### What to work on:
1) In the Enniskillen shopping thread, which road is the Toyland on?
2) From the Enniskillen shopping thread, write out the passage from "we were up in" up to and including "for most items.".

### Source passage:
>>>>>
# enniskillen shopping



## kim (21 Nov 2009)

Hi

I want to go shopping in Enniskillen, what shops do they have up there? and do they have any good toy shops.

thanks


----------



## tiger (22 Nov 2009)

From a brief visit there a few weeks ago, you have ASDA, Tesco, 
Ernseside shopping centre
https://www.discovernorthernireland.com/Erneside-Shopping-Centre-Enniskillen-P2084
and some shops on the high street.
Don't remember seeing any toy shops.


----------



## minkydog (23 Nov 2009)

we were up in August not great savings then, I would only go if i was going to Enniskillen anyhow - we went for a long weekend break and it was beautiful but I would have been disappointed if I just went to save money on shopping.


----------



## leex (23 Nov 2009)

Argos much cheaper than here for most items.

Asda on average you will save 1/3. They have 3 for UKP10 offers on some wines that generally cost over double in Dunnes/Tesco.


----------



## argentina (23 Nov 2009)

There is a Toymaster and a Toyland.  the Toyland is on the Sligo road and the Toymaster is close to the Erneside Shopping center.  Yea they are a bit cheaper but not worth the time it takes.  I was there a few weeks ago having spent the weekend in Donegal, I was shocked by the number of Southern Reg cars in the car park in Asda, 
There has to be more to life then spending the day going up North just to save a few quid.  I wouldn't bother going up again; only if I was passing through anyway.


----------
<<<<<
### Entries:
>>>>>
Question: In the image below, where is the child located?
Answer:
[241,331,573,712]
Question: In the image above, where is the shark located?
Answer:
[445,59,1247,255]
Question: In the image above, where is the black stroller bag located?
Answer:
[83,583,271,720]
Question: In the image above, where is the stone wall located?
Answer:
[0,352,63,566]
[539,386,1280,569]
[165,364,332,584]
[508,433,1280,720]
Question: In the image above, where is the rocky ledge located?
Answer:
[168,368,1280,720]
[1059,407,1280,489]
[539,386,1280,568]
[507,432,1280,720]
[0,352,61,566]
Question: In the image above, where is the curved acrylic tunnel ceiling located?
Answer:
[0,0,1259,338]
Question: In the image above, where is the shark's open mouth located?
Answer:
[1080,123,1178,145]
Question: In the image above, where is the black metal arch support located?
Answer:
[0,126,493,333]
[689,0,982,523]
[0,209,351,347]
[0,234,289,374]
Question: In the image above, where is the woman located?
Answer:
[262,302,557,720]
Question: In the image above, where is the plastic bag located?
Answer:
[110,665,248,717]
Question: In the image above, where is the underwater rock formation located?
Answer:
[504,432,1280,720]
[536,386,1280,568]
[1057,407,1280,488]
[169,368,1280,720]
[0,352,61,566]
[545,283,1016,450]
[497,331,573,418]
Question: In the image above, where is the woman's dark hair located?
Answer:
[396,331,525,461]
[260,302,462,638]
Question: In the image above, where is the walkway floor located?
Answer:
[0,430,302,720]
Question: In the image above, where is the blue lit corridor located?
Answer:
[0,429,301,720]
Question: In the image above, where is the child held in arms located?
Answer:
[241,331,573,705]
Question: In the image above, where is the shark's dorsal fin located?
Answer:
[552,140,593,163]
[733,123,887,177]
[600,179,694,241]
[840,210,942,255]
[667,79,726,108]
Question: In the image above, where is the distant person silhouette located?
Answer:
<<<<<
### Per-task answers:
1) The Sligo road.

2)
we were up in August not great savings then, I would only go if i was going to Enniskillen anyhow - we went for a long weekend break and it was beautiful but I would have been disappointed if I just went to save money on shopping.


----------



## leex (23 Nov 2009)

Argos much cheaper than here for most items.